EXERCISES
1. Answer these questions using the treat pouch thread:
(a) What did Shandwill buy instead of a treat pouch, and from what store?
(b) What does Elliebell put inside the fanny pack?
(c) Which two pouches is shedeivl choosing between in the later post?
2. From the treat pouch thread, print word for word the passage that begins at the words "# treat pouch" and stops after "(Jul 23, 2010)".

QUOTED TEXT
##########

# treat pouch



## shedeivl (Apr 7, 2011)

i need a new treat pouch and i just want to know if anyone can requmend a good one they have used


----------



## Shandwill (Jul 23, 2010)

I looked into some of the pouches available, and I wasn't super pleased by any of them for the price. What I ended up doing is getting a $1 canvas carpenter's belt at the local Walmart. It ties around the waist, is machine washable, and has three large pockets that are easy to access and allow me to carry and separate low value and high value treats. Not the most fashionable thing in the world, but it works for me. I intend to fade treats out as soon as I can anyway, so I didn't see the need for a fancier, pricier version.


----------



## aBlueDog (Feb 14, 2011)

Those carpenters belts are not a bad idea! I just use this one Treat Pouch But sometime the draw string gets in the way a lot of the time...


----------



## katielou (Apr 29, 2010)

http://www.amazon.com/Premier-74147...2?ie=UTF8&s=home-garden&qid=1302373135&sr=1-2

This is by far my favorite it has a snap open snap close pouch that i LOVE!


----------



## Elliebell (Mar 13, 2011)

I use a fanny pack with a ziplock bag inside. Certainly not stylish, but that's the way it goes. Usually you don't have to buy anything, since I know a lot of people have a fanny pack around somewhere.


----------



## Rouen (Jan 18, 2011)

I use a fanny pack as well. Works fairly well. Although it opens a little wide, I've given some accidental free jackpots a few times. If you can find a decent hinged pouch that would probly be the best way to go. But for affordable fanny packs are the best, you could probly pick one up at a 2nd hand type store for a couple bucks.


----------



## shedeivl (Apr 7, 2011)

katielou said:


> http://www.amazon.com/Premier-74147...2?ie=UTF8&s=home-garden&qid=1302373135&sr=1-2
> 
> This is by far my favorite it has a snap open snap close pouch that i LOVE!


I am tossing up between the premier http://www.youtube.com/watch?v=oZx26sDjs44 and black dog one http://www.youtube.com/watch?v=ce0NKoa36Do I like the pockets on the premier but i like the sock from black dog here's a vid of each maybe everyone can take a look and help me decide

please vote on the poll i added so i can get a beter view of how many ppl like which one


----------



## JessCowgirl88 (Mar 15, 2011)

##########

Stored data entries
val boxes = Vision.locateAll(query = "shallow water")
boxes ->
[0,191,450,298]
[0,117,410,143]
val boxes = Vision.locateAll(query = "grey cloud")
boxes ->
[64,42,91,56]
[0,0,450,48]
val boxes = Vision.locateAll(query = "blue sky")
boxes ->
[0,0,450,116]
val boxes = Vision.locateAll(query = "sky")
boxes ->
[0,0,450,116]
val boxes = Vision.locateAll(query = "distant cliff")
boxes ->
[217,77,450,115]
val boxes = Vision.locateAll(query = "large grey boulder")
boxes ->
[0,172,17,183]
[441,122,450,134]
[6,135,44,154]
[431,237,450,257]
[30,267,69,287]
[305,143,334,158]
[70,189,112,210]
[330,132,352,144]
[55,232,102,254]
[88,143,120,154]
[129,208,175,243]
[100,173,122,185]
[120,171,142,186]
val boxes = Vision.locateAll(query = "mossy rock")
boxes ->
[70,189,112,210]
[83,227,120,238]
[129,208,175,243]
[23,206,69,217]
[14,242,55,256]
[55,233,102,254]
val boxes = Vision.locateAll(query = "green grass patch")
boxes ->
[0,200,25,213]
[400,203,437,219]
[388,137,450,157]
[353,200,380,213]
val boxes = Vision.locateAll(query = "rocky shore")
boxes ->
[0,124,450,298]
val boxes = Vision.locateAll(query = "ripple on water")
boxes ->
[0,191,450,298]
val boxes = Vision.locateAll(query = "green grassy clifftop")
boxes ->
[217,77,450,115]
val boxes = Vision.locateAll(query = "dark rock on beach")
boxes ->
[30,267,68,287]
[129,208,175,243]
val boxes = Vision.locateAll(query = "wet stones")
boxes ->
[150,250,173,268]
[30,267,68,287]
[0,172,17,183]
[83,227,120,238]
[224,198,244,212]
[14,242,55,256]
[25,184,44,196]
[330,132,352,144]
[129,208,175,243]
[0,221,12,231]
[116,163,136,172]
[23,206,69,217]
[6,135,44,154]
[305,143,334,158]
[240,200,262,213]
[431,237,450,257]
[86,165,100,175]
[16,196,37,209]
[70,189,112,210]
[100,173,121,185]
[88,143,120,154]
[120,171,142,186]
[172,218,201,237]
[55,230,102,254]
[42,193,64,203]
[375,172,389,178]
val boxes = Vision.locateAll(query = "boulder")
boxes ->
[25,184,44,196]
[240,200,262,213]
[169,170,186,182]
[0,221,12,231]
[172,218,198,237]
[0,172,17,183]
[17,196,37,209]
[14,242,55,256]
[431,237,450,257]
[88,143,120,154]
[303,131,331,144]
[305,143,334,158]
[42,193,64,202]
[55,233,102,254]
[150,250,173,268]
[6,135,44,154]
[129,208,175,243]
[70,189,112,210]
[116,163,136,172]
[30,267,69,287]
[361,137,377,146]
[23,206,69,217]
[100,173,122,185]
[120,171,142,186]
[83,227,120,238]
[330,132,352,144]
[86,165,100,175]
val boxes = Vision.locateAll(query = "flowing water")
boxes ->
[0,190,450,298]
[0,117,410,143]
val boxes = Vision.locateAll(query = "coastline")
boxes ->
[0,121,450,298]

##########

SET OF ANSWERS
1.
(a) A $1 canvas carpenter's belt, from the local Walmart.
(b) A ziplock bag.
(c) The premier one and the black dog one.

2.
# treat pouch



## shedeivl (Apr 7, 2011)

i need a new treat pouch and i just want to know if anyone can requmend a good one they have used


----------



## Shandwill (Jul 23, 2010)